## Text:
################
According to the centrifugal compressor of the present invention, since the one wall portion is provided with the housing portion and the other wall portion is provided with the driving device, it is possible to prevent only one of the one wall portion and the other wall portion from being lengthened in the axial direction. Further, since the volume of the housing portion may be slightly larger than the volume of the movable vane, it is possible to prevent increasing in size of the housing portion too much without any purpose. Accordingly, since it is possible to suppress increasing in size of the housing, it is possible to downsizing of the centrifugal compressor compared to that of the related art.

In one embodiment of the centrifugal compressor of the present invention, the driving device may include an operation chamber which is provided in the other wall portion, a partition member which is movable inside the operation chamber in a reciprocating manner so as to divide the inside of the operation chamber into a first chamber provided on a diffuser portion side and a second chamber provided on an anti-diffuser portion side opposite side of the diffuser portion side, a connection member which connects the partition member and the movable vane to each other so as to be operated as one unit through a penetration hole provided in the other wall portion, a spring device which presses at least either one of the movable vane and the partition member toward either one side of the diffuser portion side or the anti-diffuser portion side so that the partition member moves toward the one side, and a pressure control device which is capable of controlling a difference between a pressure of the first chamber and a pressure of the second chamber so that the partition member moves toward the other side of the diffuser portion side or the anti-diffuser portion side against the spring device.

When the movable vane is housed in the operation chamber, the wall portion separating the operation chamber and the diffuser portion from each other needs to be provided with a penetration hole through which the movable vane is able to pass. In this case, since a gap which has almost the same length as that of the outer periphery of the movable vane is formed between the movable vane and the wall portion, foreign matter such as dust may easily enter the operation chamber from the diffuser portion. On the other hand, in this embodiment of the present invention, the other wall portion may be provided with the penetration hole through which the connection member passes. Then, since the cross-sectional area of the connection member may be smaller than that of the movable vane, it is possible to decrease the size of the penetration hole to be provided in the other wall portion. In this case, since the gap between the connection member and the other wall portion can be formed small, it is possible to suppress foreign matter from intruding into the operation chamber. Thereby, it is possible to suppress an abnormality that the partition member is immovable. Further, since the volume of the operation chamber may be smaller than that of the centrifugal compressor housing the movable vane to the inside of the operation chamber, the housing may be further suppressed from being increased in size. Thereby, it is possible to downsizing the centrifugal compressor further.
################
## Set problem 1:
State how many lines of the records contain the word "building". Give only the number.
The text and the records are separate material.

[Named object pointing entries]
################
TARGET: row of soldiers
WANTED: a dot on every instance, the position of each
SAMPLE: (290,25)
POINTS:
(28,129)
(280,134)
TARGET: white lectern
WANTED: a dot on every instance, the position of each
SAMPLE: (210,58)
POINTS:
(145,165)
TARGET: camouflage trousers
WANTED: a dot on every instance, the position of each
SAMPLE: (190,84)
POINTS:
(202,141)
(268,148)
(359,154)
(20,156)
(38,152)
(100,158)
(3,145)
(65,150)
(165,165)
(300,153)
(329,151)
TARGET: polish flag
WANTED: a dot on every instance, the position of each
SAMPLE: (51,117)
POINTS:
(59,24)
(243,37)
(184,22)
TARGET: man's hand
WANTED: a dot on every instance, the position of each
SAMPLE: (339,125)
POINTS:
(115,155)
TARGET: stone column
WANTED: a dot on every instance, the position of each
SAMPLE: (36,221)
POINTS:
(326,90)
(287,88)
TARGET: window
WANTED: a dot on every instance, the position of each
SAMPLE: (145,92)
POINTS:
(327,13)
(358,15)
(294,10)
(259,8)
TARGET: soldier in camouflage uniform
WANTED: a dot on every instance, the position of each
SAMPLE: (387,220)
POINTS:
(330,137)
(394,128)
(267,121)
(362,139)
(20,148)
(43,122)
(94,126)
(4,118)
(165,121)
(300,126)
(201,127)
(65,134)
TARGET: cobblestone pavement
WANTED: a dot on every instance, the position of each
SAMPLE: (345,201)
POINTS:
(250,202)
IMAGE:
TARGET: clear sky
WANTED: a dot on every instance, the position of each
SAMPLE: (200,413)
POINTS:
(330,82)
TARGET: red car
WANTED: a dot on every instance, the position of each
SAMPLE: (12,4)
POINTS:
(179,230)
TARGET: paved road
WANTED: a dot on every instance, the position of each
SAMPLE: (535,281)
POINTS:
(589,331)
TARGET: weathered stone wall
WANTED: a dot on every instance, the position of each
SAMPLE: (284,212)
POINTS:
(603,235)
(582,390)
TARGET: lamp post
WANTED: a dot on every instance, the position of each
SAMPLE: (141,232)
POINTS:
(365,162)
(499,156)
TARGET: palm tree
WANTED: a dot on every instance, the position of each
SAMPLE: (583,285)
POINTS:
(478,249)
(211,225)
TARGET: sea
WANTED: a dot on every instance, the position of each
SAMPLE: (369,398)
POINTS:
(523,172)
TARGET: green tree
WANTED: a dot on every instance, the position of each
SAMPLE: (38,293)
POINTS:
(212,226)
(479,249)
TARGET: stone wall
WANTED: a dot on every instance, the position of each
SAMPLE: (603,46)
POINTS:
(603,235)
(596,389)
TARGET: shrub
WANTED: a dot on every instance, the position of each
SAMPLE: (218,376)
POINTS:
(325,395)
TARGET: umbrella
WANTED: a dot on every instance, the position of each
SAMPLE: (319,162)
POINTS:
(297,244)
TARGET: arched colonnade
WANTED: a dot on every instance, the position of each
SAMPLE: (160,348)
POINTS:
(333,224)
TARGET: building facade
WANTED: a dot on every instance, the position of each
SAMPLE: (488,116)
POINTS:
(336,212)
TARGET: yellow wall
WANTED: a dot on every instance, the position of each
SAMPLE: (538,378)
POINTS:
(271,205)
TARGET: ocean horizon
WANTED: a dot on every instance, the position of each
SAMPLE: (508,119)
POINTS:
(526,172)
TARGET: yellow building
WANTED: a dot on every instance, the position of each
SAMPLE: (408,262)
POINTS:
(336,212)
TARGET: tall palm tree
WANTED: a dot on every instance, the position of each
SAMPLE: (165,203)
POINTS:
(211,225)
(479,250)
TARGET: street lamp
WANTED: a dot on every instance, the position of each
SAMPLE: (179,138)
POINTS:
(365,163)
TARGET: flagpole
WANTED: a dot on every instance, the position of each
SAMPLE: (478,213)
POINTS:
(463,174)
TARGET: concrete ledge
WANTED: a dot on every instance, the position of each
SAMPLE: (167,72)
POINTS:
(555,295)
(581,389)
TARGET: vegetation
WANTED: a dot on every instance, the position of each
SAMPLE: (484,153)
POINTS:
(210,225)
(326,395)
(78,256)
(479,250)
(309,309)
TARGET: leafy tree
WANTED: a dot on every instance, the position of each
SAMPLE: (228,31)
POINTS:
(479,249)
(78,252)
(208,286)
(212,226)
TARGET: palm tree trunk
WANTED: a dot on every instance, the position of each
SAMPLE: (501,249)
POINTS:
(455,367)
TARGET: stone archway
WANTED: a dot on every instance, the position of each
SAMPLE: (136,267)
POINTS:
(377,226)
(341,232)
################
## Set problem 2:
Sum up the centrifugal compressor text in two sentences.

## Full answer 1:
2

## Full answer 2:
The centrifugal compressor puts the housing portion on one wall portion and the driving device on the other, so neither wall portion alone is lengthened in the axial direction, and the compressor can be made smaller than in the related art. In one embodiment, a connection member links the movable vane to a partition member in an operation chamber through a penetration hole in the other wall portion; because that hole can be small, less foreign matter gets into the chamber, and the smaller chamber lets the compressor shrink further.